WHAT YOU NEED TO DO: State only the number of lines in the items that contain the string "dresser", treating uppercase and lowercase as distinct.

--- EXTRACTED RECORDS ---

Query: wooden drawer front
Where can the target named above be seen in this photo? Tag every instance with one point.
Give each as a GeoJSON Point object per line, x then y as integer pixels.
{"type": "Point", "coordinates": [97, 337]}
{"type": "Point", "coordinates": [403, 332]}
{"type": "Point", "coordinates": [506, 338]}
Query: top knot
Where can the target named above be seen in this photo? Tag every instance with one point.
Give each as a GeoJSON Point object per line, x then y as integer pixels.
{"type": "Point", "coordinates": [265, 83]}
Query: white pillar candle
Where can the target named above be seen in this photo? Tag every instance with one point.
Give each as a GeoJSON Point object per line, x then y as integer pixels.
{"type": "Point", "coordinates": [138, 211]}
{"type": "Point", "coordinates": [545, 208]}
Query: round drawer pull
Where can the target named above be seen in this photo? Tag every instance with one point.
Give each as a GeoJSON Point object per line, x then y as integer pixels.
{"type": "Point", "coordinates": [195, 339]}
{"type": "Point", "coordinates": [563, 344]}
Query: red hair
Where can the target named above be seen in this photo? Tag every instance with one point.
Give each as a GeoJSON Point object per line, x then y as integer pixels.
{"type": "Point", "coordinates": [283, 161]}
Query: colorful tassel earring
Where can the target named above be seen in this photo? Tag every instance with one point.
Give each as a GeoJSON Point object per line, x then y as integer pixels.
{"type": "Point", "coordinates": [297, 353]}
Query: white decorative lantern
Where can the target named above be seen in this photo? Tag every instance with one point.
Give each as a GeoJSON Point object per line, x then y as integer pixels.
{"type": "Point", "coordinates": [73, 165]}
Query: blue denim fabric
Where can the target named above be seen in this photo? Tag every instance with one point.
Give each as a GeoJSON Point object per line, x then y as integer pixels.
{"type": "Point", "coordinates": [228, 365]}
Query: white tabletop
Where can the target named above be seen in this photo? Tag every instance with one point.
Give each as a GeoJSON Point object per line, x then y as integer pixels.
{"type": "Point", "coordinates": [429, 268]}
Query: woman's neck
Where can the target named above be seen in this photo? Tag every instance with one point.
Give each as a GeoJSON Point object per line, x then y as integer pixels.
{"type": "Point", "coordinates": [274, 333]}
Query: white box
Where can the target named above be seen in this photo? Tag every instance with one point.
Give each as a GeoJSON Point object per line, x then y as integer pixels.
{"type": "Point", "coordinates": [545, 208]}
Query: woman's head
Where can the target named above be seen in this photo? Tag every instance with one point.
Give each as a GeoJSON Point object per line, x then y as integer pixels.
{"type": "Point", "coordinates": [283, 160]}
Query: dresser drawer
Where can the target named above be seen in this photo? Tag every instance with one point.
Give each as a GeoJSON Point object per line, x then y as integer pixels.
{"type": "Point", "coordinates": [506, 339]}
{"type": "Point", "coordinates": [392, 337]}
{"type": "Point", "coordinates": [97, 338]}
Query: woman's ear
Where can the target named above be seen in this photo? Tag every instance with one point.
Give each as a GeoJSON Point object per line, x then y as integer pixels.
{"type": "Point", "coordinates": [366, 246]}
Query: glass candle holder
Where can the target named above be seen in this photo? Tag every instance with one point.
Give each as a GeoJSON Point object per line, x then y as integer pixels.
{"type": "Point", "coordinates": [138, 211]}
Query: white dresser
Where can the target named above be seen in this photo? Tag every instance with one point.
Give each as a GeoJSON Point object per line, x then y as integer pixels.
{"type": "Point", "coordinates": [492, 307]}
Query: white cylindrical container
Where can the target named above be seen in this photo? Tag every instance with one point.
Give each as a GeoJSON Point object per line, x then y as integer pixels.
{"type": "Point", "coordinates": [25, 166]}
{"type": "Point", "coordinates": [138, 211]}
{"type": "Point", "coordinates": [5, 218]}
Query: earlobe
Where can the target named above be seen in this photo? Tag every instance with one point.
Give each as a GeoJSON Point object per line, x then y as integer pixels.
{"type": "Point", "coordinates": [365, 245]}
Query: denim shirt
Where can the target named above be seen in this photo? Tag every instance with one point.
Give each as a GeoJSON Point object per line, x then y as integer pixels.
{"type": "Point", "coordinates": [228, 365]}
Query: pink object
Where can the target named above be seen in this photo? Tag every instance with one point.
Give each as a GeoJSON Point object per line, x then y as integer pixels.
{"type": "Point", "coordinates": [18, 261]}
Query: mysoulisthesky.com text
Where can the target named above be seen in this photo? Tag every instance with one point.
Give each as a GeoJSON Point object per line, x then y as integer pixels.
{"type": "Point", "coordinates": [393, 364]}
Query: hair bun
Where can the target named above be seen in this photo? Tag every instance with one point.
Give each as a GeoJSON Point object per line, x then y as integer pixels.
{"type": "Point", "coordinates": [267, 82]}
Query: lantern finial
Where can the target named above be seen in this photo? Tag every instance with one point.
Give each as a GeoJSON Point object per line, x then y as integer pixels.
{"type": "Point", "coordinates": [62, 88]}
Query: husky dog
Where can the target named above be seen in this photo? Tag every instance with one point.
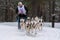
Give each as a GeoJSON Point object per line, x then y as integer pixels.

---
--- EXTRACTED RECORDS ---

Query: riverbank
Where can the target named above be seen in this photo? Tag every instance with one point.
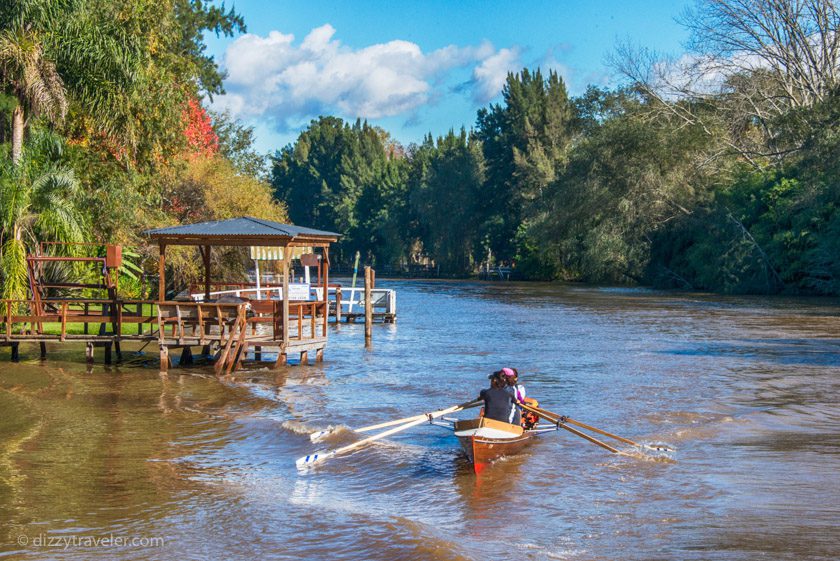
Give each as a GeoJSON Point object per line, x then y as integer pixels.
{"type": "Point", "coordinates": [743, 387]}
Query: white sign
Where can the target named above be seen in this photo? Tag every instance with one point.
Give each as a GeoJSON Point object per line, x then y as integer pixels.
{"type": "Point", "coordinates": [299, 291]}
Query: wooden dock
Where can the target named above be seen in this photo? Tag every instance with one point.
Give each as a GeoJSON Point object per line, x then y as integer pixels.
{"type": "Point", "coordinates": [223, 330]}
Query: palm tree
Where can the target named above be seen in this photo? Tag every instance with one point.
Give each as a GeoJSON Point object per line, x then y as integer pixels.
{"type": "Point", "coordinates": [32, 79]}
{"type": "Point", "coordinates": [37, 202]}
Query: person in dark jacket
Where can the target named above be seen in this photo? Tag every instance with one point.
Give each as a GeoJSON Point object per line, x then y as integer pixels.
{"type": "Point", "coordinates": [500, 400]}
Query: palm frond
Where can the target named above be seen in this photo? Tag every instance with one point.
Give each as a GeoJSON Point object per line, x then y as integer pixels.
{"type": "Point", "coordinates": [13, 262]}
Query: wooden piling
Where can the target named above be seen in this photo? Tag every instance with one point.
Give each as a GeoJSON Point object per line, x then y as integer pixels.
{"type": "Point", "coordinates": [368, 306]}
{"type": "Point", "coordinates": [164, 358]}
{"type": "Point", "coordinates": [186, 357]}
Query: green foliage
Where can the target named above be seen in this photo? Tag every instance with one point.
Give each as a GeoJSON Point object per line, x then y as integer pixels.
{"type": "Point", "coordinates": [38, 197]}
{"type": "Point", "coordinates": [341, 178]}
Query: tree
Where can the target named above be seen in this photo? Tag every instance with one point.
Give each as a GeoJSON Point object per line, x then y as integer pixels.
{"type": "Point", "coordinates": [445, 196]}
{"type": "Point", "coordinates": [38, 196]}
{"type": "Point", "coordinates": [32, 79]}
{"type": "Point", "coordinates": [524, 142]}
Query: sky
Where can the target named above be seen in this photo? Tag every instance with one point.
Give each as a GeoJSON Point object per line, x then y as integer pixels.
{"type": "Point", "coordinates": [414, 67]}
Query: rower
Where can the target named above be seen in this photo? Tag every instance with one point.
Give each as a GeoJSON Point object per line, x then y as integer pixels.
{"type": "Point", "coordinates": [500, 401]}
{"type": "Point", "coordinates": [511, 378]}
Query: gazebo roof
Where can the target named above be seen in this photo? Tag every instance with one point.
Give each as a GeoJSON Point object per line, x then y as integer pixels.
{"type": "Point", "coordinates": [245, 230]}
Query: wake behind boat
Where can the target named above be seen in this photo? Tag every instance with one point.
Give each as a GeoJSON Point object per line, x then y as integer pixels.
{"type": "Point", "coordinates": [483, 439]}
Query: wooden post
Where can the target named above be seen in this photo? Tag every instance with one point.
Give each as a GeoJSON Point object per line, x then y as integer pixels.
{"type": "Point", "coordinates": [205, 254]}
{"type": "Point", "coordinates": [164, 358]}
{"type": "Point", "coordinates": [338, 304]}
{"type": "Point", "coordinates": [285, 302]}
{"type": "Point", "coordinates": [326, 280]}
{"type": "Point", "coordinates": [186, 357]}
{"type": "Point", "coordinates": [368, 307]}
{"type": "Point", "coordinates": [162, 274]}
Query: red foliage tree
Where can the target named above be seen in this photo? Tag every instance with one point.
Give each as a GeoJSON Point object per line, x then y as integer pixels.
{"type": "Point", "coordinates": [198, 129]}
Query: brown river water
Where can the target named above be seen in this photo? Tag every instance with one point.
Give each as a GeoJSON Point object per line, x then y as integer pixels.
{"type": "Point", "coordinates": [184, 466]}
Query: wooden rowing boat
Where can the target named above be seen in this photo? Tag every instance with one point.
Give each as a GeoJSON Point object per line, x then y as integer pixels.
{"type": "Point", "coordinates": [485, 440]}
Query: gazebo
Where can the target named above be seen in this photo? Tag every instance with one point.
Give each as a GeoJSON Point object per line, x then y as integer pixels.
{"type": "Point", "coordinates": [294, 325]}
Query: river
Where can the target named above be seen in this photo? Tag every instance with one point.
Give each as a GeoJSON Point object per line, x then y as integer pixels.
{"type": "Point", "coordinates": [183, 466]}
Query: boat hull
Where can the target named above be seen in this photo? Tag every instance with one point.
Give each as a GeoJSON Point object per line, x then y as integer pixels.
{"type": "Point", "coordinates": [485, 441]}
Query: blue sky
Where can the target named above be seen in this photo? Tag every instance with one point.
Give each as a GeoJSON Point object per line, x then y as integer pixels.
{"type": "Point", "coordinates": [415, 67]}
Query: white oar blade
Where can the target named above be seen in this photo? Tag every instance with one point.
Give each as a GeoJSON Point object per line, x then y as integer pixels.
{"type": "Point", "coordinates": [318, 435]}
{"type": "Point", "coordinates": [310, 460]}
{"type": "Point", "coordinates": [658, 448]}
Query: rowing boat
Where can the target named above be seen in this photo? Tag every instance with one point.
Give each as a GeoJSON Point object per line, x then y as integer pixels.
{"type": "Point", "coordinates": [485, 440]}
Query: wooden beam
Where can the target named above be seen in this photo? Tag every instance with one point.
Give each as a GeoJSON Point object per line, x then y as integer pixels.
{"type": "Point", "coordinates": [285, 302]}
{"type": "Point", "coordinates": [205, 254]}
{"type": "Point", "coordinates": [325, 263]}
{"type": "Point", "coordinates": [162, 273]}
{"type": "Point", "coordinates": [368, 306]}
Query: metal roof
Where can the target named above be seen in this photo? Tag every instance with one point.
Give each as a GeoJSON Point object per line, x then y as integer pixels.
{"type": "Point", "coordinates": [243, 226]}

---

RESULT FOR THIS EXERCISE: 2